● Trecho fornecido
========
Sangue Açúcar Sexo Magia: o álbum de 1991 dos Peppers

 

 

Tem gente que acha que o Red Hot Chili Peppers só existe desde Californication, de 1999. Mas a história dessa banda começa muito antes. Na década de 1980, foram quatro álbuns. Em 1991, ocorre o lançamento de Blood Sugar Sex Magik, catapultando os Peppers para novos patamares. O aniversário de 30 anos desse álbum é mais do que uma boa ocasião para falarmos dele.

 

Os anos 80 foram turbulentos para a banda, culminando na morte por overdose do guitarrista Hillel Slovak. Jack Irons ficou tão abalado que largou as baquetas. À dupla original remanescente, o vocalista Anthony Kiedis e o baixista Flea, juntaram-se John Frusciante e Chad Smith, ainda a tempo de participarem do quarto álbum, Mother’s Milk. O entrosamento produzido em shows e composições resultou em Blood Sugar Sex Magik (BSSM).

 

BSSM foi o início de uma longa parceria dos Peppers com Rick Rubin, que participaria da produção de outros cinco álbuns da banda. O engenheiro foi Brendan O’Brien, que começava uma carreira destacada como produtor. Seu trabalho com a Pearl Jam, a partir de Vs. (1993), abriu portas para muitos outros.
========
● Ações a realizar
a. Responda com base no texto sobre Blood Sugar Sex Magik:
(i) Em que ano o álbum foi lançado?
(ii) Quem foi o engenheiro do álbum?
(iii) Qual foi a causa da morte do guitarrista Hillel Slovak?
b. Transcreva em forma de lista JSON de strings, com uma string para cada linha e sem as linhas em branco, o trecho dos registros que começa no início deles e termina na linha que contém "M118 198L103 176L92", incluindo as duas pontas. Omita as imagens na resposta.

Itens de rotulagem de contornos
========
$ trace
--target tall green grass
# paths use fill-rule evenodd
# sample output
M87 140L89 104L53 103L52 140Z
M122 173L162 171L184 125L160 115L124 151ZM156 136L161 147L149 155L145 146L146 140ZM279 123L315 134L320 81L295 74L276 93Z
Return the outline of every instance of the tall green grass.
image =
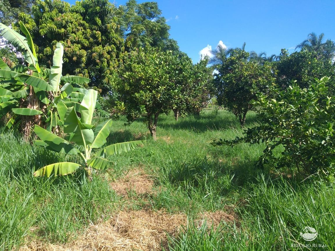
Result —
M118 198L103 176L92 182L80 173L36 178L36 169L64 157L11 134L0 135L0 250L19 246L28 235L66 242L117 207Z
M173 251L308 250L302 245L313 243L324 246L311 250L334 250L334 184L317 178L304 180L294 170L255 168L262 145L210 145L213 139L242 135L230 113L208 110L178 121L162 115L156 142L142 121L130 126L124 125L125 122L121 118L113 123L110 143L138 139L146 143L143 148L111 157L113 168L97 174L92 182L80 173L33 177L36 169L64 157L12 134L0 135L0 209L4 212L0 217L0 250L11 250L29 238L68 242L85 226L130 203L136 209L183 212L190 219L204 211L234 215L234 224L222 222L217 229L184 226L179 235L169 238L166 248ZM246 126L258 123L254 113L248 114ZM151 175L156 192L132 194L125 201L110 188L109 181L138 168ZM300 236L307 226L318 233L308 243Z

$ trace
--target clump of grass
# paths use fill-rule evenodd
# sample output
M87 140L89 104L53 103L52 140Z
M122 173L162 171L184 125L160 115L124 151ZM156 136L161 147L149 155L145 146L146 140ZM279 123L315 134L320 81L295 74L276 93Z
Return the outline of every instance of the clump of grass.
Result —
M259 123L255 115L248 114L246 126ZM276 172L275 167L255 168L254 163L264 150L261 145L210 145L214 139L242 135L243 129L228 112L206 111L178 121L172 115L162 115L155 142L148 137L140 120L129 126L124 125L125 121L122 118L114 122L110 142L146 139L145 145L111 157L113 168L97 175L92 182L82 179L80 173L34 178L36 169L64 160L64 156L11 134L0 135L0 195L8 198L1 202L0 208L7 216L0 218L0 224L10 226L8 219L14 217L10 212L26 199L24 206L16 207L18 216L10 233L0 225L0 243L5 243L0 246L2 250L18 247L27 238L69 242L88 224L125 208L125 201L136 212L161 210L193 219L204 212L234 216L235 224L223 223L219 229L186 225L180 235L164 243L165 248L173 251L301 250L291 245L307 244L300 233L307 226L318 232L313 243L326 245L324 250L335 246L334 184L317 179L303 181L289 170ZM129 194L120 199L110 181L117 182L128 170L139 169L153 181L150 189L154 192Z
M36 169L64 156L11 134L0 135L0 250L19 246L28 236L66 242L115 210L118 197L103 176L91 182L80 173L35 178Z
M200 227L189 219L186 227L176 237L168 237L167 249L170 251L219 251L224 250L221 234L222 226L214 229L213 226L208 230L205 221Z

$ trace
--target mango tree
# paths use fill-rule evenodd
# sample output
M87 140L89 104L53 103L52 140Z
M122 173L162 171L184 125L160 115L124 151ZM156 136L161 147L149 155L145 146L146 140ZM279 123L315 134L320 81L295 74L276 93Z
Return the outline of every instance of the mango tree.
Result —
M89 79L62 76L63 49L60 43L56 46L53 66L40 68L31 37L20 24L26 38L0 23L0 34L22 52L26 64L10 68L0 60L0 117L9 113L6 127L20 124L27 139L34 124L58 131L67 106L81 100L87 91L82 85Z
M106 156L127 152L143 144L142 141L136 141L118 143L100 149L107 142L112 121L107 120L96 127L91 124L97 95L96 91L89 90L80 103L67 109L64 123L66 139L35 126L34 132L41 139L35 141L36 145L58 153L78 155L82 163L62 162L49 165L36 171L35 176L46 175L49 177L53 172L55 175L65 175L81 168L91 179L93 169L103 170L112 165L112 162L105 158Z

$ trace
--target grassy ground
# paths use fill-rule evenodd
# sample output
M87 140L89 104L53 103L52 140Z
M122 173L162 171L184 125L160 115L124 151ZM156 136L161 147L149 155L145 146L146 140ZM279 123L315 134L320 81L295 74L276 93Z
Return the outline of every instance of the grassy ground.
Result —
M255 115L248 115L246 126L257 124ZM152 227L163 217L171 224L180 223L183 226L174 227L179 231L167 227L155 230L157 236L165 236L164 231L171 234L162 243L167 250L335 249L335 186L303 181L289 170L255 169L261 145L210 145L214 139L242 135L231 114L208 110L178 121L162 115L157 142L149 138L141 121L128 126L123 125L125 122L114 123L109 143L146 139L146 143L111 158L114 168L97 175L91 182L80 173L33 178L36 168L64 157L1 134L0 250L28 247L29 241L70 245L76 239L87 237L87 227L102 228L99 224L115 216L118 234L124 237L132 226L136 228L136 217L149 217L145 221ZM128 218L120 212L127 212ZM186 220L177 216L181 215ZM199 224L200 215L207 216L202 219L213 224ZM120 230L119 217L124 217L124 224L132 219L126 231ZM179 221L173 220L177 218ZM313 241L300 236L307 226L318 232ZM127 250L122 245L119 249L102 247L95 248Z

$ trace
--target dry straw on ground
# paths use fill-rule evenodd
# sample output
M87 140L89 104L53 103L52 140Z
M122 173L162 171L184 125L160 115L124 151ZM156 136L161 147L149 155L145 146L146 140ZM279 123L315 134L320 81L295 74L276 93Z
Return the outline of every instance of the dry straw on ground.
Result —
M129 171L124 178L111 182L111 186L117 194L127 198L132 192L138 195L152 193L153 181L144 171L135 169Z
M111 185L125 198L130 192L138 195L153 192L152 179L140 169L131 170ZM167 234L176 236L188 220L185 214L172 214L163 210L121 211L107 222L90 226L76 240L67 244L33 240L19 251L160 250L161 245L166 244ZM221 221L234 221L232 215L218 211L202 213L194 222L200 227L206 222L209 229L212 224L216 229Z
M200 227L206 221L209 228L216 229L220 222L229 223L233 218L222 211L205 212L195 223ZM163 211L120 212L109 221L90 226L78 239L66 245L32 241L20 251L149 251L161 250L166 233L178 235L181 226L187 224L184 214L171 214Z
M175 236L187 218L184 214L163 211L121 212L107 222L90 226L72 243L56 245L33 241L20 251L159 250L166 233Z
========
● Respostas esperadas
a.
(i) Em 1991.
(ii) Brendan O’Brien.
(iii) Uma overdose.

b.
[
  "$ trace",
  "--target tall green grass",
  "# paths use fill-rule evenodd",
  "# sample output",
  "M87 140L89 104L53 103L52 140Z",
  "M122 173L162 171L184 125L160 115L124 151ZM156 136L161 147L149 155L145 146L146 140ZM279 123L315 134L320 81L295 74L276 93Z",
  "Return the outline of every instance of the tall green grass.",
  "image =",
  "Result —",
  "M118 198L103 176L92 182L80 173L36 178L36 169L64 157L11 134L0 135L0 250L19 246L28 235L66 242L117 207Z"
]